• [Goal of the exercise]
In the rows from the line containing "Where can you see the thatched roof gazebo?" through the final row, change "green lawn" to "grassy lawn". Reproduce only those rows and leave everything else unaltered.

Lines of data:
________

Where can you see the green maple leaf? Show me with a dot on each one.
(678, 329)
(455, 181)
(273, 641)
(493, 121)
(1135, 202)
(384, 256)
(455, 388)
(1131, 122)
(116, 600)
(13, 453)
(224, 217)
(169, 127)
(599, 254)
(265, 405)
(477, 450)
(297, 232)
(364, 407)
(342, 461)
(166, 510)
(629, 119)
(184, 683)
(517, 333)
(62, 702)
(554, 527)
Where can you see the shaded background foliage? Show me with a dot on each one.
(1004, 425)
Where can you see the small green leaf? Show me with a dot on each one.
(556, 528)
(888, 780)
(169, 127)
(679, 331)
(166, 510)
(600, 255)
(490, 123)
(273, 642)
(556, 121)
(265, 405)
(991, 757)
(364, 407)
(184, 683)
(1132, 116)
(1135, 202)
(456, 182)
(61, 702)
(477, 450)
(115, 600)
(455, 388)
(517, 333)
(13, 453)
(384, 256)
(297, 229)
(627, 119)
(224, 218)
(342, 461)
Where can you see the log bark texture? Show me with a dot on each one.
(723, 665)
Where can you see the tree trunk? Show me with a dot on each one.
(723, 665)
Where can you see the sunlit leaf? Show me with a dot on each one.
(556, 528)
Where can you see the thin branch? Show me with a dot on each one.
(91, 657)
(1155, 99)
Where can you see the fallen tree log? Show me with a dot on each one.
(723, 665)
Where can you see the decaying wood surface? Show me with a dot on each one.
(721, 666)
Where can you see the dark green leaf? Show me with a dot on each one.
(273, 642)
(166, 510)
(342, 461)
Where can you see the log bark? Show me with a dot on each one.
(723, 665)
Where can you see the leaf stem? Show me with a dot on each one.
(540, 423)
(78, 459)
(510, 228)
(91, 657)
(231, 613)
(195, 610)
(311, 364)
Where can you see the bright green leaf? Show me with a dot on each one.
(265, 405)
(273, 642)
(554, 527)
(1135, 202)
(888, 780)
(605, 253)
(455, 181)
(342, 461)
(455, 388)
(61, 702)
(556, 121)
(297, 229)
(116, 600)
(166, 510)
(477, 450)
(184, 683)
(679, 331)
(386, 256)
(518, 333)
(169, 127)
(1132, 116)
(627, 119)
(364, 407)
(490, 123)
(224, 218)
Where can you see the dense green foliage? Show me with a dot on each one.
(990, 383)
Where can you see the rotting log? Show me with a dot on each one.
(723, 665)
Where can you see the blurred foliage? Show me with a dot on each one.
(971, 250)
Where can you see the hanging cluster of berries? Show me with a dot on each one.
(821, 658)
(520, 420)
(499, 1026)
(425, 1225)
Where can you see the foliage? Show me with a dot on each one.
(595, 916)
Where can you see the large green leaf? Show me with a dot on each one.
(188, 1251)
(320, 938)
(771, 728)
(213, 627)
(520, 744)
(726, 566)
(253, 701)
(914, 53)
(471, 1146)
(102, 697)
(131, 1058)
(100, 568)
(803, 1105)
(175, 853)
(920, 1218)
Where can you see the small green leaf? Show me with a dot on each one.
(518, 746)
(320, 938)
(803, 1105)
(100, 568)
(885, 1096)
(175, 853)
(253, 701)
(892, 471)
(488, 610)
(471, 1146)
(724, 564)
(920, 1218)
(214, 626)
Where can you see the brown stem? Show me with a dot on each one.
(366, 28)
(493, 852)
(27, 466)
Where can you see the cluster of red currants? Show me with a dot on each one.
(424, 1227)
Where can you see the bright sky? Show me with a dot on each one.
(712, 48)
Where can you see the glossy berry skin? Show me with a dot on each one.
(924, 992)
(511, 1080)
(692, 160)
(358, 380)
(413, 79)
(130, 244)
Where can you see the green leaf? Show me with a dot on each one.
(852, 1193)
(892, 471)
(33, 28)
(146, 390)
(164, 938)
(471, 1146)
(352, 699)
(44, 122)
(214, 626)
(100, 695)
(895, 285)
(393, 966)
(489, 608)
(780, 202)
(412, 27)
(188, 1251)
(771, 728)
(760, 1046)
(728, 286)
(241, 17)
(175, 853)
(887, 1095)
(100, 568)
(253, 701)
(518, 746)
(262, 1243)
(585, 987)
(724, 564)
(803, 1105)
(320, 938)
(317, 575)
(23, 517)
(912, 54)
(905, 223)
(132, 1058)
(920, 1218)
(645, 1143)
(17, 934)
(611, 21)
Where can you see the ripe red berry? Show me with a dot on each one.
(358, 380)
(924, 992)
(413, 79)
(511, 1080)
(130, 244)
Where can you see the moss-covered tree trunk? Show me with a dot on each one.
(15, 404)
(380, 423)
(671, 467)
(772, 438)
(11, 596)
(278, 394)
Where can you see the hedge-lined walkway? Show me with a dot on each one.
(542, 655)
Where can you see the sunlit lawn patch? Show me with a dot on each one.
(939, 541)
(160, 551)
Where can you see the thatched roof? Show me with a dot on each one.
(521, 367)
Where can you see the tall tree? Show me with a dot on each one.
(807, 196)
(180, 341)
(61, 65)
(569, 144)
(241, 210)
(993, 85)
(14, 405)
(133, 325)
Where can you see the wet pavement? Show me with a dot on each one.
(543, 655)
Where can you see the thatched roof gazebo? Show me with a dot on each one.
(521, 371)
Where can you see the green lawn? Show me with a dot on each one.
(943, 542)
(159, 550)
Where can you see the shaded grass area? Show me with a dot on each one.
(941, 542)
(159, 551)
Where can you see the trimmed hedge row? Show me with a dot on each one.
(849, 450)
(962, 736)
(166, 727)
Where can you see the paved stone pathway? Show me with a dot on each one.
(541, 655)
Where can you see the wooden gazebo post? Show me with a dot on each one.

________

• [Correct answer]
Where can you see the thatched roof gazebo? Show me with a dot on each one.
(521, 371)
Where can you see the grassy lawn? Show me with a dot on each one.
(943, 542)
(159, 550)
Where can you see the shaded grass area? Show me with a dot on each one.
(941, 542)
(159, 551)
Where can you see the trimmed hedge row? Show me with a dot on each one.
(849, 450)
(962, 736)
(166, 727)
Where can you see the paved stone pathway? Show me with a dot on each one.
(541, 655)
Where can you see the wooden gazebo post? Show me with a dot on each one.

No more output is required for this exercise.